**** Data in this exercise

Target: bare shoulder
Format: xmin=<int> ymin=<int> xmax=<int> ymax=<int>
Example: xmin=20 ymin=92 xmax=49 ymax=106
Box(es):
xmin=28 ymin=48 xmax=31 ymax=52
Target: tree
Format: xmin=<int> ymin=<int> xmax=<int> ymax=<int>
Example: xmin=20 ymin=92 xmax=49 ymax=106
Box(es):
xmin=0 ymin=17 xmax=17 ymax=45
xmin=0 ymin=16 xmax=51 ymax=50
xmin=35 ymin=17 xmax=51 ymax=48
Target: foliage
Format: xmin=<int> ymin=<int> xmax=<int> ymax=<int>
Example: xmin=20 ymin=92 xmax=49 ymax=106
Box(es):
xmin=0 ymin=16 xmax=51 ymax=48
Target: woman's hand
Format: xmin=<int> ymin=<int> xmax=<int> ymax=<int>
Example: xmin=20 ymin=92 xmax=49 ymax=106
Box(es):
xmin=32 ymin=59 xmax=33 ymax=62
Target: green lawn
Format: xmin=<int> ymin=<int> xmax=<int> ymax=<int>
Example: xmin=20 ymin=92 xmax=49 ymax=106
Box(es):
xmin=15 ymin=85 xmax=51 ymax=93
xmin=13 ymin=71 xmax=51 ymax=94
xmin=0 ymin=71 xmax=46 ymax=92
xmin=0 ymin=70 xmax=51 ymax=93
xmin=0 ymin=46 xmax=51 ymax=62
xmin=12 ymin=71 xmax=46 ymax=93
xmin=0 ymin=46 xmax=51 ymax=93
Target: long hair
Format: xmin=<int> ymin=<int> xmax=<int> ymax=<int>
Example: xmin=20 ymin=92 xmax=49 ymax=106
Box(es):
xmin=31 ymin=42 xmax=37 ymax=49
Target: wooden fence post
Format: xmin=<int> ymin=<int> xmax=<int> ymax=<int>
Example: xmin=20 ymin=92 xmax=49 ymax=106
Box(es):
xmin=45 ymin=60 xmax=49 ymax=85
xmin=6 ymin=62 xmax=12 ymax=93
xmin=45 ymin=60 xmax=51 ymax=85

********

-- About this exercise --
Search the entries for the word "Target", then copy every line in which it is found.

-- Response area --
Target: bare shoulder
Target: tree
Target: foliage
Target: woman's hand
Target: green lawn
Target: long hair
Target: wooden fence post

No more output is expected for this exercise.